> _Required work_
1. According to the article on Firefox's shake to summarize feature, which AI model did Mozilla choose to produce page summaries on Android?
2. From the article on Firefox's shake to summarize feature, return the passage word for word, starting at "Some Rough Edges" and ending at "part underneath it.".

> _Selected text_

· · · ·

Other browsers have quietly added AI page summaries over the past couple of years. Firefox decided to make you work for it instead. Mozilla’s Firefox shake to summarize feature first showed up on iPhone last year. It’s now rolling out to Android too. Shake your phone while reading a long article, and Firefox generates a quick summary. No more scrolling through the whole thing just to find the point.
You don’t actually have to shake anything if that feels silly in public. Tapping the lightning bolt icon in the address bar works just as well. There’s also a Summarize Page option tucked into the three-dot menu. On Android, every summary runs through Mozilla’s cloud-based AI. There’s no on-device option like Apple Intelligence to lean on here. Mozilla picked the Mistral Small 3.1 model to handle that job.
There are limits worth knowing about. The Firefox shake to summarize feature only works on pages under 5,000 words, and paywalled content is off the table. Private browsing mode isn’t supported yet either, and summaries are currently English only.
Some Rough Edges Already
Early testing hasn’t gone perfectly smooth. At least one reviewer ran into a “Can’t summarize right now” error on a Pixel 8. The app still threw that error even after a restart. That points to a staged rollout more than a broken feature, but it’s worth setting expectations if it doesn’t work right away.
If you’d rather skip the gesture, Firefox lets you turn off just the shake trigger while keeping tap-based summaries active. You can also disable page summaries entirely under Settings. Worth noting that Chrome’s Gemini overlay has offered a near-identical summary shortcut on Android for almost two years, minus any gesture. Shaking your phone is really the only new idea in Firefox shake to summarize, not the AI part underneath it.
Firefox for Android has been picking up small AI touches all year, and this one’s at least memorable. If the shake doesn’t work, there’s always the much less exciting tap.

· · · ·

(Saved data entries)
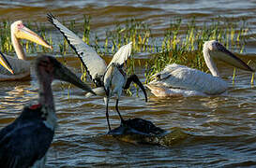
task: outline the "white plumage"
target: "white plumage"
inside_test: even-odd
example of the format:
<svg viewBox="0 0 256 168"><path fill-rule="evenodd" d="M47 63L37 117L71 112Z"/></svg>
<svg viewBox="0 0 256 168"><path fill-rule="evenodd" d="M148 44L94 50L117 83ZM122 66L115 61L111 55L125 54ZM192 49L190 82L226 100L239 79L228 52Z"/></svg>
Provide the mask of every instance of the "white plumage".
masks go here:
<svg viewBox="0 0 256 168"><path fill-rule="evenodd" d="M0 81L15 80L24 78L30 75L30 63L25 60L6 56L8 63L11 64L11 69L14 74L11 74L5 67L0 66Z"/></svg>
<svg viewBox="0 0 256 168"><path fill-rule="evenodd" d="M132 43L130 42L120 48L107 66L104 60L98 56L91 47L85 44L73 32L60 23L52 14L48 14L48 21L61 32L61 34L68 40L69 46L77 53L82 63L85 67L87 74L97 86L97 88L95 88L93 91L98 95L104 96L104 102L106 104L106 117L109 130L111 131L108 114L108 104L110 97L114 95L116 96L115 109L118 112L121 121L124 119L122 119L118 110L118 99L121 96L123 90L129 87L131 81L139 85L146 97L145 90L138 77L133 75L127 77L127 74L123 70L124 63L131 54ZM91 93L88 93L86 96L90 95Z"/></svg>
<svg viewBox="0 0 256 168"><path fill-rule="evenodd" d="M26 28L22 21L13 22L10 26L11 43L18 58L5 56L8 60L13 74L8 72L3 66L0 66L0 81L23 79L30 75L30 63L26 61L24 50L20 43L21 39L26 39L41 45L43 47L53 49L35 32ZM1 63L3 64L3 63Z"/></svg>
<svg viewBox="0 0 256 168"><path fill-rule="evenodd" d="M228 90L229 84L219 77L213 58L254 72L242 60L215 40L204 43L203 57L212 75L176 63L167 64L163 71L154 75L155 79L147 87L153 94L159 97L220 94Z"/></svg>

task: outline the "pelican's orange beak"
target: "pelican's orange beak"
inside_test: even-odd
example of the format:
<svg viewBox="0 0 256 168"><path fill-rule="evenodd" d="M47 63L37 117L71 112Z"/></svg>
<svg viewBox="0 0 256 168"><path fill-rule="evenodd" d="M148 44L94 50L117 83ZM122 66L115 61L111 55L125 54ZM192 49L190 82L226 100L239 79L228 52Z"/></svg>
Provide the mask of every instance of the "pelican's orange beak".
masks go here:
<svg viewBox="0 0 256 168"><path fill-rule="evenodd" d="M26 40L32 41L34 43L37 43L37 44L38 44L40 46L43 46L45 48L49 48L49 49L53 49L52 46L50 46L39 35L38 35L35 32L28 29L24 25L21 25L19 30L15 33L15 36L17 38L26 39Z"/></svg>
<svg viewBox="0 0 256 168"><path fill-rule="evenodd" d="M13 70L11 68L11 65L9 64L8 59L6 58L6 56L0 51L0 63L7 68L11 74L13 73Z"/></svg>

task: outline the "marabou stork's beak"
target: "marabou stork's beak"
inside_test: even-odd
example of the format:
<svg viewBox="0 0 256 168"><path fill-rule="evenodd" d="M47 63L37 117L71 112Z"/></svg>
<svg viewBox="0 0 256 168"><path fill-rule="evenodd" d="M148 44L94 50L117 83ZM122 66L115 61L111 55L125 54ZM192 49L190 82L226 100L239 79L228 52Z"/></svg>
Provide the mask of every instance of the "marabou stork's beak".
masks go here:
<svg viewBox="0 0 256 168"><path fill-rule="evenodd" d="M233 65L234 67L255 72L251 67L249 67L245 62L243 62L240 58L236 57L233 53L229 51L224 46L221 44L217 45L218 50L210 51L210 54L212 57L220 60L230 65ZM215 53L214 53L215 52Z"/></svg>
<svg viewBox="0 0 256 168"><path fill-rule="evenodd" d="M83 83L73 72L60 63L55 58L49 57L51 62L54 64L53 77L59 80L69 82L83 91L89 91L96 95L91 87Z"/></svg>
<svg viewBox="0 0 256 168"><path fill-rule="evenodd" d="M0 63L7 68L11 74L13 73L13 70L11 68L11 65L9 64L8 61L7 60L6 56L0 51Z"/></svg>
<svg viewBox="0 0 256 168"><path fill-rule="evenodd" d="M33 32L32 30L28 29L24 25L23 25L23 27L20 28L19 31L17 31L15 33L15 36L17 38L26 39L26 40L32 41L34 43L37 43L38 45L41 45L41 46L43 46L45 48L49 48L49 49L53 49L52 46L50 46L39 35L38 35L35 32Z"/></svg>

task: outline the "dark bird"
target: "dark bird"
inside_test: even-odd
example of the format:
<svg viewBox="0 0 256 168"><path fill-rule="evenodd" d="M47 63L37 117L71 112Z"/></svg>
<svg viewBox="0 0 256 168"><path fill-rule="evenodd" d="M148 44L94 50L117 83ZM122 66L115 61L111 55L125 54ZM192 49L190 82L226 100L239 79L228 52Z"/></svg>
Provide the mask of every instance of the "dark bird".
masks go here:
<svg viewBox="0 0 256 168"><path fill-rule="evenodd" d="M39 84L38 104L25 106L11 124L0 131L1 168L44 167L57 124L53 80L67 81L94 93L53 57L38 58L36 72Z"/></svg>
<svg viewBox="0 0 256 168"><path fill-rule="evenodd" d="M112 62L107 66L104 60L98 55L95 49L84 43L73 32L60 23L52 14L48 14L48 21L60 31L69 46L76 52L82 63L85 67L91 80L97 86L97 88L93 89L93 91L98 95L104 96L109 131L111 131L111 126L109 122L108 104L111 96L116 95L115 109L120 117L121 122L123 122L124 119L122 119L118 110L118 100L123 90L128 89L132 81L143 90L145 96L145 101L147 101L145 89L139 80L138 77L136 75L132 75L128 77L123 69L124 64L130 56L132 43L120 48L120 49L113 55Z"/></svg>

· · · ·

> _Answers by item_
1. Mozilla picked the Mistral Small 3.1 model.

2.
Some Rough Edges Already
Early testing hasn’t gone perfectly smooth. At least one reviewer ran into a “Can’t summarize right now” error on a Pixel 8. The app still threw that error even after a restart. That points to a staged rollout more than a broken feature, but it’s worth setting expectations if it doesn’t work right away.
If you’d rather skip the gesture, Firefox lets you turn off just the shake trigger while keeping tap-based summaries active. You can also disable page summaries entirely under Settings. Worth noting that Chrome’s Gemini overlay has offered a near-identical summary shortcut on Android for almost two years, minus any gesture. Shaking your phone is really the only new idea in Firefox shake to summarize, not the AI part underneath it.